- [Page extract]:
Kit Brookman’s new play, A Rabbit for Kim Jong-Il, appears to be a charming, absurdist work about the covert appropriation of a colony of gigantic German rabbits by a North Korean emissary. But it is actually based on a bizarre, but true story.
The brilliant opening scene sets the tone of a comic thriller – funny and scary in equal parts. Johann, the German breeder of prize winning giant rabbits (Steve Rodgers) has agreed to sell a couple of his rabbits to North Korea in order to set up a breeding program to help with their famine. When the North Korean military goon, Mr Chung (Kaeng Chan) arrives to collect them however, things quickly turn nasty. A gun is drawn, a suitcase full of cash is thrown at the hapless Johann, threats are made and the rabbits are whisked away, leaving Johann humiliated, terrified and enraged.
The subsequent scenes don’t maintain the excitement of the opening and there is a distinct change of pace and tone, replacing the thriller element with a more whimsical mode. Director Lee Lewis nevertheless keeps a tight hold on the increasingly comic arc of the production, easily shifting gears between the whimsical, the absurd, the frantic and the touching.

- [Set task A]: Translate this sentence from the play review into Spanish: "The brilliant opening scene sets the tone of a comic thriller – funny and scary in equal parts."

- [Entries shown]:
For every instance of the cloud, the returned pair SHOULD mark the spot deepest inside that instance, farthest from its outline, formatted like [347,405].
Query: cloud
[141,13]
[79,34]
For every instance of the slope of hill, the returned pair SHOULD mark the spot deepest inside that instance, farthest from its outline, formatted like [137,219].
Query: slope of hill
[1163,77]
==
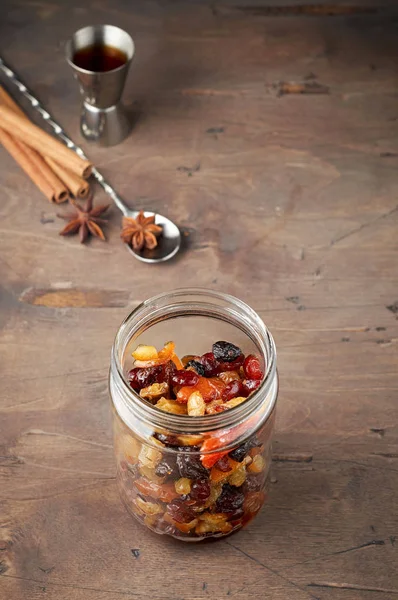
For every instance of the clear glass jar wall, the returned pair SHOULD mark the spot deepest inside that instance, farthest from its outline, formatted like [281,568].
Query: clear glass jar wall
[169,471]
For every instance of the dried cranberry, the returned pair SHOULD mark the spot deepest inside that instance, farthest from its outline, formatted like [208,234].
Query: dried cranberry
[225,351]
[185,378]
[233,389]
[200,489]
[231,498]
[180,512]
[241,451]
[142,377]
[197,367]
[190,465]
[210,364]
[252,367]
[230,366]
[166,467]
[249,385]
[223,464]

- [Set task B]: Extract each line of the entries that contains the word "every".

- [Exercise answer A]: La brillante escena inicial marca el tono de un thriller cómico: divertido y aterrador a partes iguales.

- [Exercise answer B]:
For every instance of the cloud, the returned pair SHOULD mark the spot deepest inside that instance, farthest from its outline, formatted like [347,405].
For every instance of the slope of hill, the returned pair SHOULD mark the spot deepest inside that instance, farthest from its outline, formatted like [137,219].
For every instance of the clear glass jar wall, the returned pair SHOULD mark the spot deepest inside that instance, farthest from its outline, formatted like [281,568].
For every instance of the dried cranberry, the returned pair SHOULD mark the spot deepest inside that instance, farthest from its outline, formatted like [208,234].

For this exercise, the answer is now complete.